-- TEXT SECTION --
++++++++

Materials Included In Kit

Additional Materials Required

Prelab Preparation

Magnesium Ribbon “Density” Determination
To determine the g of Mg/cm:

1. Measure and cut 1.00 m of the magnesium ribbon.
2. Mass the 1.00-m segment on a balance precise to ±0.001 g.
3. Calculate the g/cm for the magnesium ribbon. Note: If the balance has a precision to only 0.01 g, use a 1.50-m segment of magnesium ribbon to obtain three significant figures for g/cm for the ribbon.

Safety Precautions

Hydrochloric acid is a corrosive liquid. Avoid contact with eyes and skin and clean up all spills immediately. Magnesium metal is a flammable solid. Keep away from flames and other sources of ignition. Wear chemical splash goggles and chemical-resistant gloves and apron. Wash hands thoroughly with soap and water before leaving the laboratory. Please consult current Safety Data Sheets for additional safety, handling and disposal information.

Disposal

Please consult your current Flinn Scientific Catalog/Reference Manual for general guidelines and specific procedures, and review all federal, state and local regulations that may apply, before proceeding. The water bath solutions remaining after the hydrogen gas has been collected will be slightly acidic. These should be neutralized with base (sodium bicarbonate is a good choice) and flushed down the drain with excess water according to Flinn Suggested Disposal Method #24b.

Lab Hints

• The laboratory work for this experiment can reasonably be completed within a normal 50- minute class period. The PreLab Questions may be assigned as homework in preparation for lab or may be used as part of a cooperative classroom discussion. Doing the prelab will help students understand the calculations needed to complete their lab report.
• The amount of hydrogen generated depends on the length of magnesium ribbon used, its linear density (mass in grams per centimeter) and the purity (freshness) of the metal. The linear density, in turn, depends on the thickness of the metal ribbon and will typically vary between 0.0075 g/cm and 0.014 g/cm. For best results, use fresh magnesium ribbon or buff the ribbon with sandpaper before weighing it.
• Calculate the length of magnesium ribbon that would produce between 42 mL and 46 mL of hydrogen. This is the length to be used by the students. The 3.3-cm length of ribbon listed in the procedure is from a ribbon with a linear density of 0.0118 g/cm.
• The concentration and volume of hydrochloric acid should be controlled variables. Optimum results were obtained using 15 mL of 2 M HCl, as recommended in the procedure. Using a smaller volume of more concentrated 3 M acid gave a more rapid reaction but the results were less reproducible.

++++++++

-- DATA SEGMENT --
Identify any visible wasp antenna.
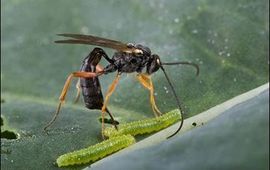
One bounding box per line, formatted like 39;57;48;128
160;66;184;139
162;61;200;76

++++++++

-- SET EXERCISE 1 --
In the magnesium lab guide, what volume and concentration of hydrochloric acid gave optimum results?
-- SET EXERCISE 2 --
Do these statements agree with the magnesium lab guide? (a) The linear density of magnesium ribbon typically falls between 0.0075 g/cm and 0.014 g/cm. (b) The water bath solutions left after collecting the hydrogen will be slightly basic. (c) The lab work needs more than one class period. Answer yes or no for each and quote the deciding words.
-- SET EXERCISE 3 --
Write a continuation of the magnesium lab guide, picking up after its last sentence.
The data come from a separate source.

-- WRITTEN RESPONSE 1 --
15 mL of 2 M HCl.

-- WRITTEN RESPONSE 2 --
(a) Yes: "will typically vary between 0.0075 g/cm and 0.014 g/cm"
(b) No: "will be slightly acidic"
(c) No: "can reasonably be completed within a normal 50- minute class period"

-- WRITTEN RESPONSE 3 --
• If a barometer is not available in the lab or classroom, students may consult an Internet site such as the national weather service site (http://weather.gov/) to obtain a current “sea-level” pressure reading for your area. Note that these are NOT actual barometric pressure readings. Meteorologists convert station pressure values to what they would be if they had been taken at sea level. The following equation can be used to recalculate the barometric pressure (in inches Hg) from the reported sea-level pressure (in inches Hg). Elevation must be in meters.

  barometric pressure = sea-level pressure – (elevation/312)

• The hydrogen gas may be collected in an ice-water bath at 0–5 °C rather than a room temperature water bath. This will reduce the size of the water-vapor contribution to the pressure and will also decrease the magnitude of the temperature correction in converting the measured volume to STP. If you live at high altitudes, or if the weather is stormy due to a low-pressure air mass, the experiment should definitely be carried out at 0–5 °C! Otherwise, the volume of hydrogen may exceed the 50-mL capacity of the eudiometer tube.
• If eudiometer tubes are not available, it is possible to use inverted 50-mL burets. The space between the 50-mL mark and the stopcock valve would have to be calibrated. Since the numbers invert when the buret inverts, students may have difficulties in taking the volume readings.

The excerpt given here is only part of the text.